Korte opgave A:
Zoek in de lijst elke regel waarin de tekenreeks "training" staat en neem die regels over. Hoofdletters en kleine letters tellen mee.

Tekst om lezen:
Omgekeerde vlag ging ondersteboven voor 4 en 5 mei
Je ziet ze hier en daar nog, de omgekeerde vlaggen van het boerenprotest. Vaak verbleekt en gescheurd. De meeste zijn weggehaald.
Het vlagsignaal had historische wortels, zegt Constant van den Heuvel, geschiedenisdocent aan het Ichthus College in Veenendaal. „In ons zeevaartverleden gold zo’n honderd jaar geleden de omgekeerde vlag als een noodsignaal. Het tijdschrift Vlag! geeft ook het voorbeeld van ontslagen matrozen in 1795, die dreigden hun inkomsten kwijt te raken.”
En nu dus bij de boeren, en bij de burgers die hen steunden. Nederland vlagde massaal, maar wel ondersteboven. Aan huizen, in weilanden, aan lantaarnpalen. Eén vlag, of een hele rij. Soms een lange lap langs een weiland; de koeien konden er nog net onderdoor gluren.
Daarvoor was de nationale driekleur eigenlijk niet bedoeld. Koning Willem- Alexander –ook afgestudeerd historicus– wilde er echter in het openbaar geen kwaad woord over zeggen toen in november vorig jaar tijdens het staatsbezoek aan Griekenland zijn mening werd gevraagd. „Vanouds was een omgekeerde vlag een signaal van een schip in nood, nu is het dat van boeren in nood”, zei de vorst, die oog en oor wil hebben voor mensen in een benarde positie.

Korte opgave B:
Werk het artikel over de omgekeerde vlag bij van "Daarvoor was de" tot en met "een benarde positie.": schrijf dat stuk opnieuw op, met "driekleur" vervangen door "tricolore".

Uittreksel gegevens:
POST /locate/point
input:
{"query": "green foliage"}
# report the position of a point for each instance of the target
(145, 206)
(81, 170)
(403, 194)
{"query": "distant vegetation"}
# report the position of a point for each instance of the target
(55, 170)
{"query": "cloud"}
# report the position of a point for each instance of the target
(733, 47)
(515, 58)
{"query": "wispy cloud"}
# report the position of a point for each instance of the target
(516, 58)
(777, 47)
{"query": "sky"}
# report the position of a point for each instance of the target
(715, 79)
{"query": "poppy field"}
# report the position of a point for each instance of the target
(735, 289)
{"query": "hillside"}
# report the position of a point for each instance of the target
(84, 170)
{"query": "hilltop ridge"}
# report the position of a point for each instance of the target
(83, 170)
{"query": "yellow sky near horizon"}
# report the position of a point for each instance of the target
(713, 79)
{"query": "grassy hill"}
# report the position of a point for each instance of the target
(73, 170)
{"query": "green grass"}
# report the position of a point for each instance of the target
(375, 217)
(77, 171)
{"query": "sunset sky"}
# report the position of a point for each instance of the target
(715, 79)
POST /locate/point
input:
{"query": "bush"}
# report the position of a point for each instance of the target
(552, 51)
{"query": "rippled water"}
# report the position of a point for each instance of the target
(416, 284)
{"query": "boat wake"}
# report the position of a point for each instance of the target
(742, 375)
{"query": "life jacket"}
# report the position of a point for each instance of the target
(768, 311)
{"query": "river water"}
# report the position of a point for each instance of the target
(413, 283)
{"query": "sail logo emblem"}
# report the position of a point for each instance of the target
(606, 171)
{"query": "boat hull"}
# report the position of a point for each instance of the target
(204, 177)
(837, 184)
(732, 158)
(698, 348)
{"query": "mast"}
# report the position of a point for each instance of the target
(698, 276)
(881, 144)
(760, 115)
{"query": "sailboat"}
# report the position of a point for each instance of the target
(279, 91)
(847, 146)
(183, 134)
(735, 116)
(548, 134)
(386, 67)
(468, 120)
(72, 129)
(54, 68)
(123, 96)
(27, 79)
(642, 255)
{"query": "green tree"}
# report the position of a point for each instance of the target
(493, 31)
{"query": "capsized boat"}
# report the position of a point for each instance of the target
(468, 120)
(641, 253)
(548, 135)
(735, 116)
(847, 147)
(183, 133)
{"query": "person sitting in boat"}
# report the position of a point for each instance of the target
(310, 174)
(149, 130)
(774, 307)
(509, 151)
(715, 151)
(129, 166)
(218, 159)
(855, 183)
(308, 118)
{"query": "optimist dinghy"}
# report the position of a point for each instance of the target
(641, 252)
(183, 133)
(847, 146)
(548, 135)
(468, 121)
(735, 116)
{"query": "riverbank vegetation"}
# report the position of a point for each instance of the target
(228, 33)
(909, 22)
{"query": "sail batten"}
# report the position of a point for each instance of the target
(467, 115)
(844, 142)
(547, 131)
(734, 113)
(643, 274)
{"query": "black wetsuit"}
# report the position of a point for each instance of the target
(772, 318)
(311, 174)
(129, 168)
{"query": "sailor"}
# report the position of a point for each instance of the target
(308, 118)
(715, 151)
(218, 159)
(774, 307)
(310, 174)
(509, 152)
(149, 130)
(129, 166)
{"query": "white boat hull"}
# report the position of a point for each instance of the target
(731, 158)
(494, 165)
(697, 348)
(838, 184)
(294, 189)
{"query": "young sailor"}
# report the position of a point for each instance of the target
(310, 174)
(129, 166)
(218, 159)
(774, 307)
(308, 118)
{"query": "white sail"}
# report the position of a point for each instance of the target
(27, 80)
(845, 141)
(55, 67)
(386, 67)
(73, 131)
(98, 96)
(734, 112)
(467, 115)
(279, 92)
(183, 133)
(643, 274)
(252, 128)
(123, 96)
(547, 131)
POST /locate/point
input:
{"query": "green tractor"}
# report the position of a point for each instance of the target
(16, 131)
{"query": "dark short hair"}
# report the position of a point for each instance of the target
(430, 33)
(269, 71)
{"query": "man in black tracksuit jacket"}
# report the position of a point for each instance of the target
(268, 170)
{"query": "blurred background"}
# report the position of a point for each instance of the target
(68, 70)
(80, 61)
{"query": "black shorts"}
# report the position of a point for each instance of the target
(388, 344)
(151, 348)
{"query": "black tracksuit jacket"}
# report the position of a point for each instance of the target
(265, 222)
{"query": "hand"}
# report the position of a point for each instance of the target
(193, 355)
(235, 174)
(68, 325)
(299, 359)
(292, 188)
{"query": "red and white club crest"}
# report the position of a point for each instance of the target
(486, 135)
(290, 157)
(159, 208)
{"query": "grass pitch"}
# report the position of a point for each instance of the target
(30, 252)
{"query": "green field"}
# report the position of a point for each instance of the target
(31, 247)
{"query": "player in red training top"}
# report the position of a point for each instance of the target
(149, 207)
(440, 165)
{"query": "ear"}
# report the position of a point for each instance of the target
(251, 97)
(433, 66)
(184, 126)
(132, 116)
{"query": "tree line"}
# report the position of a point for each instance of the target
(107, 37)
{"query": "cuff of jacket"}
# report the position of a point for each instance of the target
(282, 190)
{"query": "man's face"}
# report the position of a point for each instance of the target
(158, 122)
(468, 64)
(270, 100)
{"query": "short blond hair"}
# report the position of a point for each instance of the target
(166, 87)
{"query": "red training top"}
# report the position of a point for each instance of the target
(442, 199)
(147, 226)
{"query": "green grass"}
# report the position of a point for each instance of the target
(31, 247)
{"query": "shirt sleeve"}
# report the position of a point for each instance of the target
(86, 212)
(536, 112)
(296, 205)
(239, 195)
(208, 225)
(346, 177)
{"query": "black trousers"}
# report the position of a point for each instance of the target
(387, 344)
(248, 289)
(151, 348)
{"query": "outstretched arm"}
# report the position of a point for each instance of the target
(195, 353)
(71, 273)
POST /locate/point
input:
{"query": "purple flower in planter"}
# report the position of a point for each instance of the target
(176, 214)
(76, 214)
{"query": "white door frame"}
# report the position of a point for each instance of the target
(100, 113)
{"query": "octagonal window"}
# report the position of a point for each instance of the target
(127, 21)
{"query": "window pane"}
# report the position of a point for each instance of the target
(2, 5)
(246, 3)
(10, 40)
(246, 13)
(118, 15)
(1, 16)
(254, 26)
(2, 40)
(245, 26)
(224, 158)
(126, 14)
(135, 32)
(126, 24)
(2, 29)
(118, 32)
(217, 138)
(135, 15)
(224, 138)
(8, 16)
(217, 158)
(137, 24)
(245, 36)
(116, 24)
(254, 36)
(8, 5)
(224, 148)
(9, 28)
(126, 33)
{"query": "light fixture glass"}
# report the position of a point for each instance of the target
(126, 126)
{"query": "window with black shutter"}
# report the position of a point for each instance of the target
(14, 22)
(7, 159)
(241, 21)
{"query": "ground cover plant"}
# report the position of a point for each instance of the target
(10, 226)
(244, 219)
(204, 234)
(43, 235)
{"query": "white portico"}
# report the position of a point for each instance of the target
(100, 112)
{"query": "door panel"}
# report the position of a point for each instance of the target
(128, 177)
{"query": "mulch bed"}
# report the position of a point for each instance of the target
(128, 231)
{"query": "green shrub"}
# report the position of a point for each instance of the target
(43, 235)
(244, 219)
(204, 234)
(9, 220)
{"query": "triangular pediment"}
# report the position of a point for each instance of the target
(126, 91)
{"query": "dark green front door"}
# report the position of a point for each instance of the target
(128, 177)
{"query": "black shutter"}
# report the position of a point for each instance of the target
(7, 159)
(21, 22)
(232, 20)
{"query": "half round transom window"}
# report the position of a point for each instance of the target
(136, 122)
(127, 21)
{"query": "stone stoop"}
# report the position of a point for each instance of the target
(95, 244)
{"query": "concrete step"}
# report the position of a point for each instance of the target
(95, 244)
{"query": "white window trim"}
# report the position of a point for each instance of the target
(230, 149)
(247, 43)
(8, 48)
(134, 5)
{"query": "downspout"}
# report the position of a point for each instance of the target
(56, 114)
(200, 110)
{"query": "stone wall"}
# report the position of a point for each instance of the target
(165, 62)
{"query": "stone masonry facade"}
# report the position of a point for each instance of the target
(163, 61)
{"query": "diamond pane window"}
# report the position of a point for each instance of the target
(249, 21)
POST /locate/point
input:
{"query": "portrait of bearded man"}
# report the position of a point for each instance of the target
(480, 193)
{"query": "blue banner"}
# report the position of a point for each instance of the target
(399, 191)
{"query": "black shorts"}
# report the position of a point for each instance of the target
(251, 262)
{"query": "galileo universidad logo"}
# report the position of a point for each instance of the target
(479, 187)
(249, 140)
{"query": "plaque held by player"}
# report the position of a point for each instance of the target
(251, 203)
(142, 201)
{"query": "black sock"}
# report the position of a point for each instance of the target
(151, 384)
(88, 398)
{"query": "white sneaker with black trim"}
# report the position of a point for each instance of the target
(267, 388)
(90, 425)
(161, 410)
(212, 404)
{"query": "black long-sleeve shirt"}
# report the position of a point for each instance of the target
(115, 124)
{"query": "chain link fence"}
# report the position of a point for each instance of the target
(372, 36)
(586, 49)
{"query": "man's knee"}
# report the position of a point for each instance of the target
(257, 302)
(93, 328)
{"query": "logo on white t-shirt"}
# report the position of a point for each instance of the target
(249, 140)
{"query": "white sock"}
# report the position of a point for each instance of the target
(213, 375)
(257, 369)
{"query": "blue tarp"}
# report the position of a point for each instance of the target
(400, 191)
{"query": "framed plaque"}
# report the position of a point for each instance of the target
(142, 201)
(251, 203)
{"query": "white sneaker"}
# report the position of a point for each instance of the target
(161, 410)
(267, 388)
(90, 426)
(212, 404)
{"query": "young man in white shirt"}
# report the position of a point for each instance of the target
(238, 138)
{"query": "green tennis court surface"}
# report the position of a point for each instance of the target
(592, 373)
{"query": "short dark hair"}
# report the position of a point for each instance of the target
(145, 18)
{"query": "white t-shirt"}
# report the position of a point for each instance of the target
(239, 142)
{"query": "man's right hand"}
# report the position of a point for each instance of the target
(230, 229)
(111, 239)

Schriftelijk antwoord A:
{"query": "player in red training top"}
{"query": "red training top"}

Schriftelijk antwoord B:
Daarvoor was de nationale tricolore eigenlijk niet bedoeld. Koning Willem- Alexander –ook afgestudeerd historicus– wilde er echter in het openbaar geen kwaad woord over zeggen toen in november vorig jaar tijdens het staatsbezoek aan Griekenland zijn mening werd gevraagd. „Vanouds was een omgekeerde vlag een signaal van een schip in nood, nu is het dat van boeren in nood”, zei de vorst, die oog en oor wil hebben voor mensen in een benarde positie.